◆ PASSAGE PROVIDED:
━━━━
I have checked that there is no similar issue in the repo

About this issue

Original URL
State: closed
Created 7 months ago
Comments: 16 (5 by maintainers)

Most upvoted comments

I think my preferred solution would be to add a sutton_barto: bool = False parameter in __init__ where the reward function matches sutton and barto or uses the previous implementation (defaulting to previous implementation). This would allow us to keep v1 and just add a parameter to change reward function for users to test with. Then we just update the documentation to reflect these changes

Does that work for you @Kallinteris-Andreas

pseudo-rnd-thoughts on Feb 23, 2024

I think @Kallinteris-Andreas suggestion option 1 is good, but with reward = 1 for non terminated and reward = -1 for terminated. This will move the gradients up or down (away from 0) in both cases, which is good.

I would add to it to ensure that env.unwrapped.kinematics_integrator = False is a default or just remove this branch entirely and do the physics correctly. See: https://github.com/openai/gym/issues/3254#issuecomment-1879083763

Changing this setting also reduces training time because we store the correct ‘x’ and ‘theta’ values in the state for training and not the previous states x and theta which is what it does now by default.

Additionally, changing the terminated reward to -1 helps to reduces training cycles that do not contribute, at all, to any learning of the policy when the terminated state is also given a reward of 1. Here’s why:

Initial Q values of an randomly initialized network are near zero.

With the default 1 reward for everything, it means that even terminal states will have Q value that approach 1 over time. All of the initial training pushes both “good” middleish states and terminal states up to Q >= 1, and only above 1 do the Q values kick in and do any learning.

wjessup on Jan 19, 2024

I just want to point out that with -100 for failure and -99 for survival, the optimal behavior would be to end the trajectory as soon as possible, and you would get a very different looking graph.

balazsgyenes on Dec 11, 2023
━━━━
◆ TASKS FOR THIS EXERCISE:
(1) Write out everything in the reward-function thread from "Original URL" down to "which is good.".
(2) Answer these questions from the reward-function thread.
(a) What parameter, with what default value, does the first comment propose adding in __init__?
(b) Which setting does the comment linking to the openai/gym issue want made False by default?
(c) With -100 for failure and -99 for survival, what would the optimal behavior be, according to the last comment?
Rely only on the reward-function thread above when you respond.
━━━━
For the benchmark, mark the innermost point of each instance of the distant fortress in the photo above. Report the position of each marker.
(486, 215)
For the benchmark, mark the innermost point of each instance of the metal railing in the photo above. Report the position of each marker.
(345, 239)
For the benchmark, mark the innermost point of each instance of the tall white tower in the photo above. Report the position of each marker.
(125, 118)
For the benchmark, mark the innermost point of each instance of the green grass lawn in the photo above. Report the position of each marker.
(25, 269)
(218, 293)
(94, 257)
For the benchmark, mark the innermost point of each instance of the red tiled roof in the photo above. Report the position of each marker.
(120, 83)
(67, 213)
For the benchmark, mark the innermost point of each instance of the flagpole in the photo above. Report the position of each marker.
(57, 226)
━━━━
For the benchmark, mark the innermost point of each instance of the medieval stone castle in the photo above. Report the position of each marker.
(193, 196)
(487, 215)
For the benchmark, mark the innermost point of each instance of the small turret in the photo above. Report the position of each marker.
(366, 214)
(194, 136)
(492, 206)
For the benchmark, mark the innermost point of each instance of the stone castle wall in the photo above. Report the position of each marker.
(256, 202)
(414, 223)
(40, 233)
━━━━
◆ EXERCISE RESULTS:
(1)
Original URL
State: closed
Created 7 months ago
Comments: 16 (5 by maintainers)

Most upvoted comments

I think my preferred solution would be to add a sutton_barto: bool = False parameter in __init__ where the reward function matches sutton and barto or uses the previous implementation (defaulting to previous implementation). This would allow us to keep v1 and just add a parameter to change reward function for users to test with. Then we just update the documentation to reflect these changes

Does that work for you @Kallinteris-Andreas

pseudo-rnd-thoughts on Feb 23, 2024

I think @Kallinteris-Andreas suggestion option 1 is good, but with reward = 1 for non terminated and reward = -1 for terminated. This will move the gradients up or down (away from 0) in both cases, which is good.

(2)
(a) sutton_barto: bool = False
(b) env.unwrapped.kinematics_integrator
(c) To end the trajectory as soon as possible